Taurine helped stave off death in laboratory animals, but researchers cautioned that the supplement is not a magic elixir.
Two scientists — one in a white lab coat, the other in a sport jacket — look at a screen that has blue and purple markings on it in a lab with a high-powered microscope on a table to their left.
A dietary supplement taken by fitness buffs could hold the key to a longer and healthier life, suggests a new study of mice, monkeys and worms. Researchers found that a high daily dose of taurine, an amino acid commonly added to energy drinks and naturally found in various foods, helped to delay death and mitigate against the biological ravages of aging.
Strength, memory and metabolism improved in the lab animals, according to the new study, published in Science. Inflammation and DNA damage were kept at bay. And middle-aged mice that regularly took taurine supplements lived significantly longer than those that did not.
Taurine — a nutrient produced by the body and obtained from animal-based foods like shellfish and turkey — has a long track record of safety, they said. But when ingested in large amounts it could cause digestive problems, kidney strain and potentially harmful interactions with medications.
Its effectiveness in promoting healthy aging in people is yet to be established — and other once-hyped anti-aging drugs that showed initial promise in mice and monkeys have not always panned out in human testing.
One small clinical trial in Brazil found that four months of low-dose taurine supplementation had positive antioxidant effects in older women, with no toxicity concerns. But larger and longer studies are needed to gauge the effectiveness of other doses of taurine, researchers said.
Human studies on taurine supplementation have generally tested low doses, typically around 1.5 grams per day. The mice and monkeys in the new study were given a dose equivalent to about three to six grams a day for humans — a level deemed safe by European regulators, but still on the higher end of the spectrum.
“The bottom line is that clinical trials need to be done,” said Vijay Yadav, a longevity researcher at Columbia University Irving Medical Center, who led the study.
Taurine got its name in the 1820s from the Latin word “taurus,” meaning bull, after German scientists first isolated the amino acid from the bile of an ox.
Dr. Yadav didn’t know anything about taurine, however, until around a decade ago, when he found that the supplement helped promote bone development in young mice born to vitamin-deficient mothers.
Studies on humans had already linked low taurine levels to poor heart health, cognitive performance and muscle function. Some research also points to taurine underpinning the extraordinary longevity of people living on the Japanese island of Okinawa.

• **The data**:

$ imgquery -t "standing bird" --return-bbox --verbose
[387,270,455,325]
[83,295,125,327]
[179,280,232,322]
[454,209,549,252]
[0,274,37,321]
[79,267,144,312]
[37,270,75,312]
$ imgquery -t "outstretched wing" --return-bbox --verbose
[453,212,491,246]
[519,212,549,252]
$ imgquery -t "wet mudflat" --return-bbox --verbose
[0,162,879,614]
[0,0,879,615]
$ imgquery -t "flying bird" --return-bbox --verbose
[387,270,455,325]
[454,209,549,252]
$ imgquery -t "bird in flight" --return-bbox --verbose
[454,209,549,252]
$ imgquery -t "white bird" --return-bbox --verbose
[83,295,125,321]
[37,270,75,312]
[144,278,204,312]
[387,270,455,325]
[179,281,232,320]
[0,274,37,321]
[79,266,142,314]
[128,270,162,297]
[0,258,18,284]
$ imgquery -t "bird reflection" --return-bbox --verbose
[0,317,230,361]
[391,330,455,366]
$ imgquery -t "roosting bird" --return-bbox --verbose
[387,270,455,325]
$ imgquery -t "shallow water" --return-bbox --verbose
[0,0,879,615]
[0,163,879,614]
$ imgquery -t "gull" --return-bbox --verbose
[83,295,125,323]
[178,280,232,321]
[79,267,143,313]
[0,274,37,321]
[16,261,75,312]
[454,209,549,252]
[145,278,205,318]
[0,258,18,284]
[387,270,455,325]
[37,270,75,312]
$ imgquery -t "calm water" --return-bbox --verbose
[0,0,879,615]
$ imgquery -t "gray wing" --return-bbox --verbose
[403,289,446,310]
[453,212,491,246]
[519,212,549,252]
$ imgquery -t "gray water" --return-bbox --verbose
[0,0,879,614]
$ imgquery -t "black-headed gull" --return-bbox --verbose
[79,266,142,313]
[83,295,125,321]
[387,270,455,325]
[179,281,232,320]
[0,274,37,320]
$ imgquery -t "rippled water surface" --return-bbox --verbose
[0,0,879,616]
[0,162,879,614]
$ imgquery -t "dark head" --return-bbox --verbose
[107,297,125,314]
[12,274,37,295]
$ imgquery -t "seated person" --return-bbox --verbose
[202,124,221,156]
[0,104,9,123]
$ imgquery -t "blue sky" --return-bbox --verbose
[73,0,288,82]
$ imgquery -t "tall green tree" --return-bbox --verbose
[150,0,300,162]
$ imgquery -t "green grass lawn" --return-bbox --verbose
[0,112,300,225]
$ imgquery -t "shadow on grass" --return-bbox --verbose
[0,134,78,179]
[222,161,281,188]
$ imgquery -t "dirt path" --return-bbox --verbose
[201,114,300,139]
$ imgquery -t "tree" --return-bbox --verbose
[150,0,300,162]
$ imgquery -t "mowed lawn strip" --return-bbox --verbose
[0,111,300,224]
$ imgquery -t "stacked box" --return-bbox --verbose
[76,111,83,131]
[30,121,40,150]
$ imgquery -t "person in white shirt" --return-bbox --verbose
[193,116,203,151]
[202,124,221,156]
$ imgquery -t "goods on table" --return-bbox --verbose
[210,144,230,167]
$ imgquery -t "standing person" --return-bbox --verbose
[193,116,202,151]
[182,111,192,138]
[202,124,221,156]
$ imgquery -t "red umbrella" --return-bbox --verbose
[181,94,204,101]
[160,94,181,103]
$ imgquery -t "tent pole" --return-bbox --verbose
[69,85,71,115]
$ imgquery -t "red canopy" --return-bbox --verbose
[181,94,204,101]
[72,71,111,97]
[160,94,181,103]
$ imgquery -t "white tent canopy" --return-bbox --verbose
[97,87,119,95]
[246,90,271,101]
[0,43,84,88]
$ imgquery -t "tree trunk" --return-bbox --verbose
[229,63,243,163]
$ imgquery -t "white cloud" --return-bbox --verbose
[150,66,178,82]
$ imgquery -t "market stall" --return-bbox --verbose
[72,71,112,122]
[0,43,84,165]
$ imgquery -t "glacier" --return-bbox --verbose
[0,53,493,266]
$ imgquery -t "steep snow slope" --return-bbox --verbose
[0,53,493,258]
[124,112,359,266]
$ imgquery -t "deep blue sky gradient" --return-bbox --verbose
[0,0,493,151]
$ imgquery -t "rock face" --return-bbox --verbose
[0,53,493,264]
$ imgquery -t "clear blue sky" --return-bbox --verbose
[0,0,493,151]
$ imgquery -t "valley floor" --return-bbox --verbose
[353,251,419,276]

---

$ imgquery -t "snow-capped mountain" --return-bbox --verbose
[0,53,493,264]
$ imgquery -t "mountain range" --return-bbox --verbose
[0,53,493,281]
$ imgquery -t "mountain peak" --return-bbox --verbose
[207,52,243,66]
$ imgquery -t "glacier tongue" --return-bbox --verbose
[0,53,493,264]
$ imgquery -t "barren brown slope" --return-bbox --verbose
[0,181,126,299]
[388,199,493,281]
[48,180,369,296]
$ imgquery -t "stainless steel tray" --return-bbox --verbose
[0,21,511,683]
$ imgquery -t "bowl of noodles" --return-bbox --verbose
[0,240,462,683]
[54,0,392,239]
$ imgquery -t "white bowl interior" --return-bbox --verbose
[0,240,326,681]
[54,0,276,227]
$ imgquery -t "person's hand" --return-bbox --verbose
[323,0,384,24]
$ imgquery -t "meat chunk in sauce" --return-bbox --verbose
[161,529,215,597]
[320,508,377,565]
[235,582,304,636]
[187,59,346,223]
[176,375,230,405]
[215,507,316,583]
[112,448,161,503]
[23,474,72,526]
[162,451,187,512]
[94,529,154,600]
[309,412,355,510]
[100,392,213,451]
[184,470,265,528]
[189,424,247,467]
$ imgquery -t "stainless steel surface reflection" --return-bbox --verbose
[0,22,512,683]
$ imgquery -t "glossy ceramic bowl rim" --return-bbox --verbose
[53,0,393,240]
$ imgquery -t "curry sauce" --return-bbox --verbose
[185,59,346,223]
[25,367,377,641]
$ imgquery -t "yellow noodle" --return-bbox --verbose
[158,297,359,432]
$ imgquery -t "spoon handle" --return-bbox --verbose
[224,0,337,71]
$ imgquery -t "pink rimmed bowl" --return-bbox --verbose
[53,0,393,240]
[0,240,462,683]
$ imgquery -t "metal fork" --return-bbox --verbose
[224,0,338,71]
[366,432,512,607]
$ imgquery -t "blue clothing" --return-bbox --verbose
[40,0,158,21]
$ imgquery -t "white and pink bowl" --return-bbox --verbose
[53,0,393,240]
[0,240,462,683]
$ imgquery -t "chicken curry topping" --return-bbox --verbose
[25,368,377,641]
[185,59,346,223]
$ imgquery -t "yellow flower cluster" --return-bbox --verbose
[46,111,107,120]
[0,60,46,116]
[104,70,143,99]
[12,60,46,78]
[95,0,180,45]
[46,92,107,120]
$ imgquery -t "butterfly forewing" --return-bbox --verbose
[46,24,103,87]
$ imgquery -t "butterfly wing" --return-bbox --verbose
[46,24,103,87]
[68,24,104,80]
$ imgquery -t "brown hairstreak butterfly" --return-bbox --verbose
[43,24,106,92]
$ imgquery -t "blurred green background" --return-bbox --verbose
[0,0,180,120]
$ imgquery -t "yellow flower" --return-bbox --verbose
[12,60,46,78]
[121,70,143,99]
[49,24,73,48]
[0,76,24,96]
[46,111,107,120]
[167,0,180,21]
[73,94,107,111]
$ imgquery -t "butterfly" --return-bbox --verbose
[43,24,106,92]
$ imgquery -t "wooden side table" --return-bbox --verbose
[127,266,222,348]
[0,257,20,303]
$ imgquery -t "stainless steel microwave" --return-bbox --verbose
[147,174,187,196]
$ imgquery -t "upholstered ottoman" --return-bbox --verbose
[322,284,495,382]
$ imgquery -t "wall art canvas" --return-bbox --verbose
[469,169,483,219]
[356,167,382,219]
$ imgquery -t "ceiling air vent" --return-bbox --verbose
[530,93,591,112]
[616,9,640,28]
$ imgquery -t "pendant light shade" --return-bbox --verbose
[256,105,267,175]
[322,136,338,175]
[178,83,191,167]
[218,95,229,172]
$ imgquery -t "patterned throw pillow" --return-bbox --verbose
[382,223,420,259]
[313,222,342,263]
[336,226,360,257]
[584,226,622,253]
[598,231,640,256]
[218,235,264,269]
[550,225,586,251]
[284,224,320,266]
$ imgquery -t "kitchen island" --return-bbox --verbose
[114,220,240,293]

• **Explore the material**:
#1 According to the taurine article, from what did German scientists first isolate taurine?
#2 Reproduce the taurine article from "Taurine — a" up to and including "interactions with medications.".

• **Expected results**:
#1 From the bile of an ox.

#2
Taurine — a nutrient produced by the body and obtained from animal-based foods like shellfish and turkey — has a long track record of safety, they said. But when ingested in large amounts it could cause digestive problems, kidney strain and potentially harmful interactions with medications.